Testo citato:
____

CHI HA PROTETTO I PRETI PEDOFILI?

di Mario di Carlo (*)

Cifre astronomiche per il risarcimento dei danni alle vittime hanno determinato l’amministrazione controllata dal tribunale in diverse diocesi degli USA. Vicende simili hanno toccato l’Austria, il Belgio, il Brasile, la Croazia, la Francia, la Gran Bretagna, l’Irlanda e l’Italia *

http://www.italialaica.it/cgi-bin/news/view.pl?id=007435

Da Critica liberale n. 138

Da oltre un decennio i casi di pedofilia da parte di sacerdoti attirano l’attenzione e le censure dei media, della magistratura e della società civile. Negli Stati Uniti d’America il fenomeno ha assunto dimensioni talmente rilevanti (1 ) da richiedere prese di posizione ufficiali dell’allora Pontefice Giovanni Paolo II, una commissione di inchiesta ordinata dalla Conferenza dei Vescovi Cattolici e soprattutto cifre astronomiche per il risarcimento dei danni, che hanno portato all’amministrazione controllata dal tribunale (un istituto simile al fallimento) diverse diocesi. Vicende simili hanno toccato l’Austria, il Belgio, il Brasile, la Croazia, la Francia, la Gran Bretagna, l’Irlanda e l’Italia.(2)

Nel 2001 la Lettera apostolica Sacramentorum sancitatis tutela (a firma Giovanni Paolo II) e l’Epistola De delictis gravioribus (a firma Joseph Ratzinger) si occupano dei delitti canonici da attribuire alla cognizione della Congregazione per la dottrina della fede e tra questi dei delitti «contro la santità del sacramento della Penitenza» compresa l’«istigazione, profittando della circostanza della confessione, a peccare contro il sesto comandamento del Decalogo [non commettere atti impuri, ndr], se finalizzata a compiere peccato con lo stesso confessore» e dei delitti «contro la morale, cioè: delitto contro il sesto comandamento del Decalogo commesso da componente del clero con persona d’età inferiore ai diciotto anni». In questi documenti si fa riferimento alla Instructio Crimen sollicitationis emanata nel 1962 dal Sant’Uffizio presieduto dall’allora Pontefice Giovanni XXIII coadiuvato dal Prefetto card. Alfredo Ottaviani.

____

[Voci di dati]
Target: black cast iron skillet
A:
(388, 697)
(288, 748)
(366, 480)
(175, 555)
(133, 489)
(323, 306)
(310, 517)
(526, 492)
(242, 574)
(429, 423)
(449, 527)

____

In cosa consiste: Trascrivi senza alcuna modifica il passo del testo citato da "Da Critica liberale" a "l’Irlanda e l’Italia.(2)", includendo entrambe le estremità. I dati sono materiale a sé, distinto dal testo citato.

Risposta completa:
Da Critica liberale n. 138

Da oltre un decennio i casi di pedofilia da parte di sacerdoti attirano l’attenzione e le censure dei media, della magistratura e della società civile. Negli Stati Uniti d’America il fenomeno ha assunto dimensioni talmente rilevanti (1 ) da richiedere prese di posizione ufficiali dell’allora Pontefice Giovanni Paolo II, una commissione di inchiesta ordinata dalla Conferenza dei Vescovi Cattolici e soprattutto cifre astronomiche per il risarcimento dei danni, che hanno portato all’amministrazione controllata dal tribunale (un istituto simile al fallimento) diverse diocesi. Vicende simili hanno toccato l’Austria, il Belgio, il Brasile, la Croazia, la Francia, la Gran Bretagna, l’Irlanda e l’Italia.(2)